> Problem statement
Find "Objective — one point per instance of the vintage" in the records that follow; print that line and each subsequent line through the last one, verbatim and with nothing added.

> Collection entries
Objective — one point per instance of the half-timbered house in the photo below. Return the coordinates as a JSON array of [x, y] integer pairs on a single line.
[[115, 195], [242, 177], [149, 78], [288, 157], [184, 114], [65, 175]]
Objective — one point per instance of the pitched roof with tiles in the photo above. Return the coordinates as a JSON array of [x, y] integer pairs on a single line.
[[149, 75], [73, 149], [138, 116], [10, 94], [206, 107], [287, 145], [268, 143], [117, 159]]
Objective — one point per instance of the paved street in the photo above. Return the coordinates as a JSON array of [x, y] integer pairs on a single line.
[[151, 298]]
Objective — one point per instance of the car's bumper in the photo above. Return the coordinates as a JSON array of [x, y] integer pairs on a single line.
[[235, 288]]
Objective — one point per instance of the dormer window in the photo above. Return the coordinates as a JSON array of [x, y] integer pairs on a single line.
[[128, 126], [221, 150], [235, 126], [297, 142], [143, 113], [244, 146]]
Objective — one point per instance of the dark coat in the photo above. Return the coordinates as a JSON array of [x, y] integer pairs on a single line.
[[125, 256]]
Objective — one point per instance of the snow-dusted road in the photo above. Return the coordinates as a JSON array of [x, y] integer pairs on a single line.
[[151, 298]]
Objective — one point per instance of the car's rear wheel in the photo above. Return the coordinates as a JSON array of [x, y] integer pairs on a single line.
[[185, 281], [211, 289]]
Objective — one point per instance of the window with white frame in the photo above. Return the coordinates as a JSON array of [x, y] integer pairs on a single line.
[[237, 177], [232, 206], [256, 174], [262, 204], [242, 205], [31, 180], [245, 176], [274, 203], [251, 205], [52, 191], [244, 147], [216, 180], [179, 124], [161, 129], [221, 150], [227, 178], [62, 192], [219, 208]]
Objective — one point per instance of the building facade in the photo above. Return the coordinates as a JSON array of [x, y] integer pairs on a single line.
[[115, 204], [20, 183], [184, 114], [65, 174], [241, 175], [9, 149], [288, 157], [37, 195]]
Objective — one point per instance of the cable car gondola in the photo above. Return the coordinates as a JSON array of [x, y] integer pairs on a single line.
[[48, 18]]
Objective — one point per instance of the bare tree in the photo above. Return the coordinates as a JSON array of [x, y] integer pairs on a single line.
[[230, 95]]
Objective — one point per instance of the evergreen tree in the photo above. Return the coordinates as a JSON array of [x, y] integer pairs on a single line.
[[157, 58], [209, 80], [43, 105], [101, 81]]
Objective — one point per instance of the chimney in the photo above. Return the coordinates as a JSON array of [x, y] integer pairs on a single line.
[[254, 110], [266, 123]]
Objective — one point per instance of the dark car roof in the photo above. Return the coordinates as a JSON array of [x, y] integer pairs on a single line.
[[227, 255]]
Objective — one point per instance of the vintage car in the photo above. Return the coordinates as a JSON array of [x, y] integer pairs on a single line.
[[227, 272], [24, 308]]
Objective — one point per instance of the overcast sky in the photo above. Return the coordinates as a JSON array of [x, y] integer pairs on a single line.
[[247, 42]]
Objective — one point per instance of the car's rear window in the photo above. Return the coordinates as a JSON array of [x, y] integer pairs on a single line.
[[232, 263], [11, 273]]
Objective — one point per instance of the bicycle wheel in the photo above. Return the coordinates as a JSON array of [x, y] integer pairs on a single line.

> Solved problem
Objective — one point per instance of the vintage car in the photo above. Return the coordinates as a JSON array of [x, y] integer pairs on a single line.
[[227, 272], [24, 308]]
Objective — one point per instance of the overcast sky in the photo above. Return the coordinates as a JSON array of [x, y] integer pairs on a single line.
[[247, 42]]
Objective — one point per instance of the car's rear window in the photo above. Return the coordinates as a JSON array of [x, y] integer pairs on a single line.
[[232, 263], [11, 273]]
Objective — one point per instance of the bicycle wheel in the photo above. Return the coordinates as a JSON array of [x, y] integer pairs on a single line.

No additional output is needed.